(Source document begins)

Local Models

Human supports multiple local inference servers. No API key is required for any local provider. Add your provider to ~/.human/config.json and set default_provider and default_model.

llama.cpp

llama.cpp provides a high-performance local server for GGUF models.

Install (macOS)

brew install llama.cpp

Or build from source:

git clone https://github.com/ggerganov/llama.cpp
cd llama.cpp && make -j

Download a model

Download a GGUF model from Hugging Face or run:

# Example: Llama 3.2 3B
curl -L -o models/llama-3.2-3b.gguf "https://huggingface.co/bartowski/Llama-3.2-3B-Instruct-GGUF/resolve/main/Llama-3.2-3B-Instruct-Q4_K_M.gguf"

Start the server

llama-server --model path/to/model.gguf --port 8080

Or with llama.cpp binary:

./llama-server -m models/llama-3.2-3b.gguf --port 8080

Human config

Add to ~/.human/config.json:

{
  "default_provider": "llamacpp",
  "default_model": "llama-3.2-3b",
  "providers": [
    {
      "name": "llamacpp",
      "base_url": "http://localhost:8080/v1"
    }
  ]
}

Use "llama.cpp" as the provider name if you prefer (same backend). The default_model should match the name you pass to llama-server (or a friendly alias; the server may accept partial matches).

Ollama

Ollama is the easiest way to run local models.

Install

# macOS / Linux
curl -fsSL https://ollama.com/install.sh | sh

Pull a model

ollama pull llama3
ollama pull mistral
ollama pull codellama

Start Ollama (if not already running)

Ollama runs as a service. If it’s not started:

ollama serve

Default URL: http://localhost:11434

Human config

Add to ~/.human/config.json:

{
  "default_provider": "ollama",
  "default_model": "llama3",
  "providers": [
    {
      "name": "ollama",
      "base_url": "http://localhost:11434"
    }
  ]
}

Models: llama3, mistral, codellama, qwen2, phi3, gemma2, etc. Use the exact name from ollama list:

ollama list

Example output:

NAME            ID              SIZE    MODIFIED
llama3:latest   abc123...       4.7 GB  2 days ago
mistral:7b      def456...       4.1 GB  1 week ago

LM Studio

LM Studio provides a graphical interface to load and run local models.

Setup

Download and install LM Studio
Download a model (e.g. Llama 3.2) from the in-app model browser
Load the model and start the local server (Server tab)
Default port: 1234

Human config

Add to ~/.human/config.json:

{
  "default_provider": "lmstudio",
  "default_model": "lmstudio-community/Llama-3.2-3B-Instruct-GGUF",
  "providers": [
    {
      "name": "lmstudio",
      "base_url": "http://localhost:1234/v1"
    }
  ]
}

Use "lm-studio" as the provider name (same backend). The model name must match what LM Studio shows in the Server tab when the local server is running. Check the “Loaded model” display for the exact identifier.

(Source document ends)
(Material supplied begins)

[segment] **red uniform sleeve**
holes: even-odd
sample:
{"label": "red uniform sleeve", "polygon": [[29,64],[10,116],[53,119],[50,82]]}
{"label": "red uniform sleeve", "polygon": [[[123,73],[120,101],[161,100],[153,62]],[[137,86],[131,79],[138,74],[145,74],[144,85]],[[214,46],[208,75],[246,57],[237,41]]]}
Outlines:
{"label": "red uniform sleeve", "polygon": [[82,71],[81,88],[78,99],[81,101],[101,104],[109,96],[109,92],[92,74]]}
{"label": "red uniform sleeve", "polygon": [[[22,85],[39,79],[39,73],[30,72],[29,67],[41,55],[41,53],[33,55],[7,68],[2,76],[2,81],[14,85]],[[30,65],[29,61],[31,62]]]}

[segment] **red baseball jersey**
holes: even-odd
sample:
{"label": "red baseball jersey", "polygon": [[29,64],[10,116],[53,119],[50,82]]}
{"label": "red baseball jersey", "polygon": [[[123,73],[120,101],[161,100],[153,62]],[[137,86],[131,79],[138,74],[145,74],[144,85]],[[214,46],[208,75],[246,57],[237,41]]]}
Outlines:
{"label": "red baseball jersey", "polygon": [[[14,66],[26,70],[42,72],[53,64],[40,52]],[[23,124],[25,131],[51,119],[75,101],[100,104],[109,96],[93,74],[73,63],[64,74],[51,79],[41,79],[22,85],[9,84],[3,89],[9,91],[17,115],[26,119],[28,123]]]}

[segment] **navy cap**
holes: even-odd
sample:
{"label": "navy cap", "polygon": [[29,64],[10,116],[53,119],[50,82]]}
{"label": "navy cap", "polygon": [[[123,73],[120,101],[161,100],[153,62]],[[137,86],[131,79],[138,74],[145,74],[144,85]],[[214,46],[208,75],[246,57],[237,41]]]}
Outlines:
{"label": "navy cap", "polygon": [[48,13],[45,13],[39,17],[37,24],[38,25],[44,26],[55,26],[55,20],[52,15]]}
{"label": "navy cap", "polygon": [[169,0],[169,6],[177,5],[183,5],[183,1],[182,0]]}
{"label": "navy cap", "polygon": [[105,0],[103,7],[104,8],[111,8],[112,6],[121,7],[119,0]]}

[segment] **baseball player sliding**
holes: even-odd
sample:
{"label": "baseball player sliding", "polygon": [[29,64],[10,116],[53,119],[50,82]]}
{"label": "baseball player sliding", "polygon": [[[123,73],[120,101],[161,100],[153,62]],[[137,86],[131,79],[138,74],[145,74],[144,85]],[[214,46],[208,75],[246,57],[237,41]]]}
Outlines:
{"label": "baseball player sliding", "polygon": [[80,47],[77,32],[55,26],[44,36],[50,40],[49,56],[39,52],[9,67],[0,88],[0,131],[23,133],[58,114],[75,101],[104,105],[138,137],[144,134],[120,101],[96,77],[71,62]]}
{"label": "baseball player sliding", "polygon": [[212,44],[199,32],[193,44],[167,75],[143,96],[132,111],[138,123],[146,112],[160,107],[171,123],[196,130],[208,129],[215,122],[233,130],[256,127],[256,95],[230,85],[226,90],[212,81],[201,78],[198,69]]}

(Material supplied ends)

## Using the information:
1) On the local models page, what is Ollama's default URL?
2) According to the local models page, why might running "ollama serve" be unnecessary?

## Numbered answers:
1) http://localhost:11434

2) Ollama runs as a service, so it is usually already running. The "ollama serve" command is needed only if the service has not been started.